* DATASET EXCERPTS
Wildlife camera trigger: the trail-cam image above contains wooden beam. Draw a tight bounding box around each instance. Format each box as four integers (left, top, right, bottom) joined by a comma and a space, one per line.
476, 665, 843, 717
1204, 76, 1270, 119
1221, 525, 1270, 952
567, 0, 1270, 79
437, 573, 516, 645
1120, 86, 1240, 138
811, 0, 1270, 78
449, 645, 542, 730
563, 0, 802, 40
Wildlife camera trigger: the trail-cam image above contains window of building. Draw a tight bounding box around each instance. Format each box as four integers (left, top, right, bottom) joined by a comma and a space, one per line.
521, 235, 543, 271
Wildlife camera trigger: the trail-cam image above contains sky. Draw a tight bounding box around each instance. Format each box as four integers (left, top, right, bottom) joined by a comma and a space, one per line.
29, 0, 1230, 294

* REQUIRED TASK
Please pick out every line in the entries above that contains the string "trigger", and copy each one in full. Matching is case-sensitive.

* REPLY TO THE TASK
Wildlife camera trigger: the trail-cam image above contains wooden beam. Draw a tight bounding box around each instance. Format each box as four integers (left, top, right, bottom) joined by a comma and a space, one per line.
Wildlife camera trigger: the trail-cam image above contains window of building. Draw a tight bounding box around each instance. Format each box as four integers (left, top, right, bottom) joined by a comma and a space, one per line.
Wildlife camera trigger: the trail-cam image above contains sky. Draw a tight bounding box around each instance. Format each box as four integers (left, top, right, bottom) joined by a comma and a space, one per line.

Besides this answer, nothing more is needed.